Пункт задания:
Чье противодействие Иван Чуриков, согласно тексту документа, встретил более жестким?

Текст документа:
Иррациональное в русской культуре. Сборник статей - страница 7



Херлингер ставит в центр своего исследования фигуру проповедника-мирянина и целителя Ивана Чурикова (1861–1933), критиковавшего общество начала XX века вообще и медицину в частности за то, что те ставили «видимое выше невидимого, материальное выше духовного», то есть рациональное выше того, что недоступно человеческому пониманию. Однако, как показывает Херлингер, Чуриков столкнулся с более жестким противодействием со стороны православного духовенства. Если врачи, осматривавшие бывших пациентов Чурикова, проявляли больше склонности к признанию чудесных исцелений, то церковь отрицала его чудеса как события фантастические и иррациональные.

Данные для разбора:
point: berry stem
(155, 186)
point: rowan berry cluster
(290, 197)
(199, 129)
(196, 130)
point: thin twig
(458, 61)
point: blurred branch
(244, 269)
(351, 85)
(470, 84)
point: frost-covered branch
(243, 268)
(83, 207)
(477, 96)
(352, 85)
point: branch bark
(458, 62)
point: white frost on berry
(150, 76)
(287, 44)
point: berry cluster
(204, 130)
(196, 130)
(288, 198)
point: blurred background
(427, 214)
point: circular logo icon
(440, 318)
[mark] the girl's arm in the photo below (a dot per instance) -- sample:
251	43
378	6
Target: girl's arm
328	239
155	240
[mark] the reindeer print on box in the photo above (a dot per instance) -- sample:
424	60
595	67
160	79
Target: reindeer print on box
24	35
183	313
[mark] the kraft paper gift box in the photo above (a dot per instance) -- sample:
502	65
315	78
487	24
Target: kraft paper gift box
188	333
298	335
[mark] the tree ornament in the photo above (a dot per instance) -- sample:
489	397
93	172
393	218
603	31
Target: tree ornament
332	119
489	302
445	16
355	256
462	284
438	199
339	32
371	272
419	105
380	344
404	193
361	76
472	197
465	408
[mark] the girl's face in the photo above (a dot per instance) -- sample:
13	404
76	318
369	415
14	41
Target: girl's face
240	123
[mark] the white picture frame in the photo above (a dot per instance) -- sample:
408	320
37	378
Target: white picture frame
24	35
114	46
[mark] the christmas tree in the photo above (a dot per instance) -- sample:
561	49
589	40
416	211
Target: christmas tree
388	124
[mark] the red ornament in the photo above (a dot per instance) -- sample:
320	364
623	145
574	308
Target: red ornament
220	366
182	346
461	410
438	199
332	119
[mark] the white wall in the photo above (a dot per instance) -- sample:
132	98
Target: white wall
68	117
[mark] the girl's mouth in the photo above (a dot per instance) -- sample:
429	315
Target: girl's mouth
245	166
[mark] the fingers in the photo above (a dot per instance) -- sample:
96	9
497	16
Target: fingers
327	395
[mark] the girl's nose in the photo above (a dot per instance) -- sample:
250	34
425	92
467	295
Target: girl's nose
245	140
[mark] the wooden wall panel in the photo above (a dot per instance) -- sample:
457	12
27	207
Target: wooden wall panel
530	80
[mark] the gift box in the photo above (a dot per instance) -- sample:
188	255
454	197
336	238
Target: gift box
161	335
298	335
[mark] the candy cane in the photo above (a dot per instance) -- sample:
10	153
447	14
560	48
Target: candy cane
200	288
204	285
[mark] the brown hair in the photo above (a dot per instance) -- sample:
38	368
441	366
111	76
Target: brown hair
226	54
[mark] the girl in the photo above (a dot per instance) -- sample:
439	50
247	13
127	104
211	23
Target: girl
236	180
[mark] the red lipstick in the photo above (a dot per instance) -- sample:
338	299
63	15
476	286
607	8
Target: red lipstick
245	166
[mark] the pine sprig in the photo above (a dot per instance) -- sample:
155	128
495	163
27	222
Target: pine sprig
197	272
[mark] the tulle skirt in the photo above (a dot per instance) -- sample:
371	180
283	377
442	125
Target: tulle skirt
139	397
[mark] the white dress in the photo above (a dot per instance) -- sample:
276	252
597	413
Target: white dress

Решение ниже:
Противодействие православного духовенства.